## Problem description
Count the lines below that contain the word "instance". Reply with the number alone.

## Provided material
## Begin

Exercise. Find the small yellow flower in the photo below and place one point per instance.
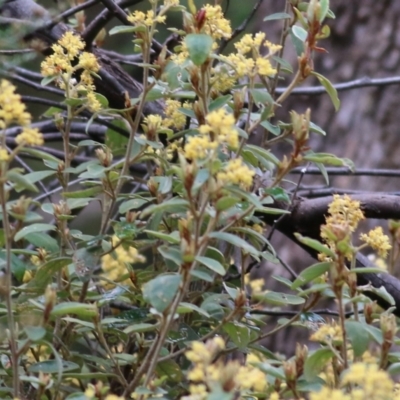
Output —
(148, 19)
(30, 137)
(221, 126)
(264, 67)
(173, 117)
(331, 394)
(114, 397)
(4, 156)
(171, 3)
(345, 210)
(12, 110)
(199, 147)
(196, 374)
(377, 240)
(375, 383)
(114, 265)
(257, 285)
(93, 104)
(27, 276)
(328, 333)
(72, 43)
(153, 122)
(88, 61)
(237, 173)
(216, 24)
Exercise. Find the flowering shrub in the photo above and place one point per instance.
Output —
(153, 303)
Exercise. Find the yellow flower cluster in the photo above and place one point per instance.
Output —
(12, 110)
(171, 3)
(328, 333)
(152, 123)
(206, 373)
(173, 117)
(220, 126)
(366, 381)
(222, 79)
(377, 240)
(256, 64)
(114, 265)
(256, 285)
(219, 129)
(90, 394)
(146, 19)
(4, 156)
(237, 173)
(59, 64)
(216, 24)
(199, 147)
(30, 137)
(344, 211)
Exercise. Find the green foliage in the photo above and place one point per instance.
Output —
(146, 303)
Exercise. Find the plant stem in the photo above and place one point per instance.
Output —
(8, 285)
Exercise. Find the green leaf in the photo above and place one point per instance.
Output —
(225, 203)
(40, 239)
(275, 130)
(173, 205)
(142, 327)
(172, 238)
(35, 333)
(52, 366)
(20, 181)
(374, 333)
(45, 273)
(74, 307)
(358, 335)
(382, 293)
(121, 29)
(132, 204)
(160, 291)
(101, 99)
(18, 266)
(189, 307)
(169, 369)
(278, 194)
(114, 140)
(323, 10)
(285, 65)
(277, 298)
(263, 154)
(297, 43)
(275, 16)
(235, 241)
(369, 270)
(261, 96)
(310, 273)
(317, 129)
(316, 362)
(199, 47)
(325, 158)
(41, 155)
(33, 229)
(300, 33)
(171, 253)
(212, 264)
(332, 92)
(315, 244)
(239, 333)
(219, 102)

## End
## Begin

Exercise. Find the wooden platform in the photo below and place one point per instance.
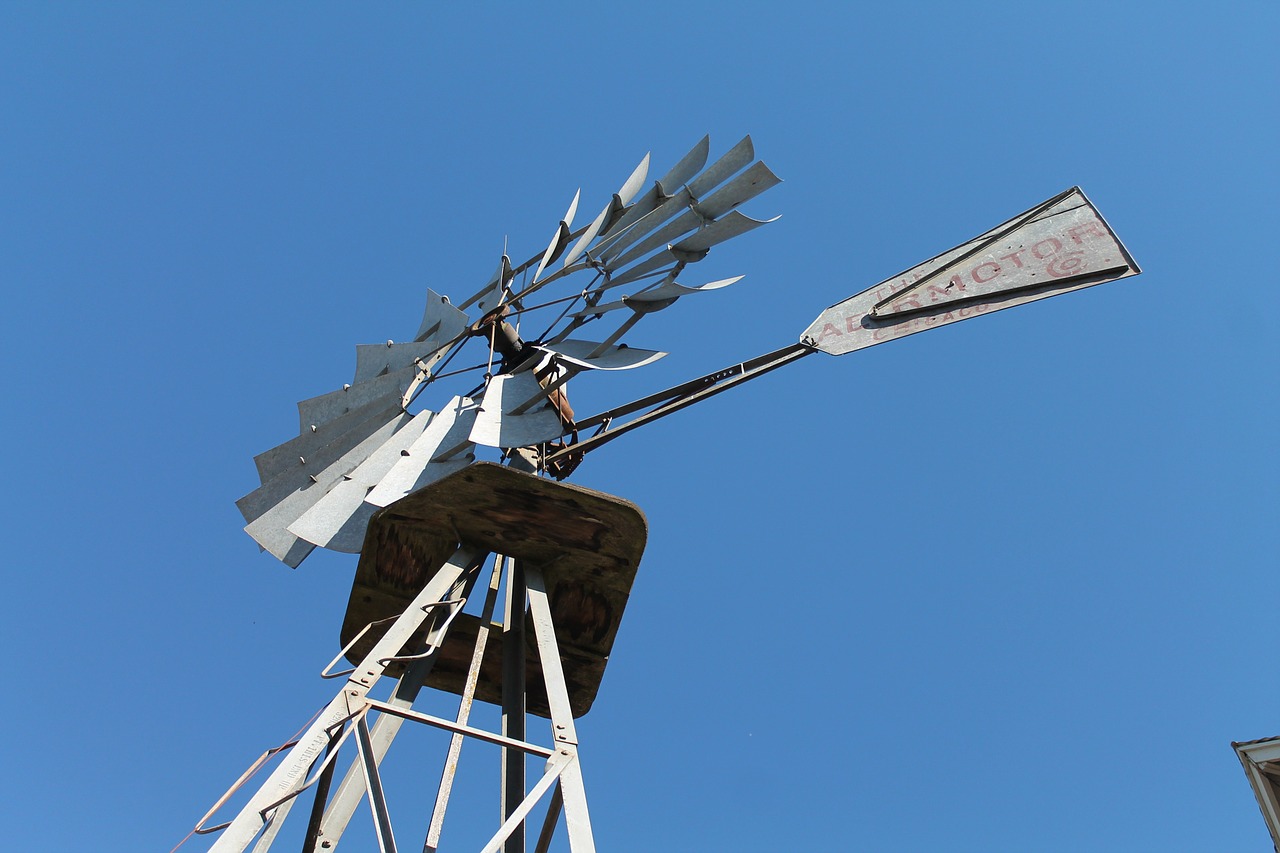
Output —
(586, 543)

## End

## Worked answer
7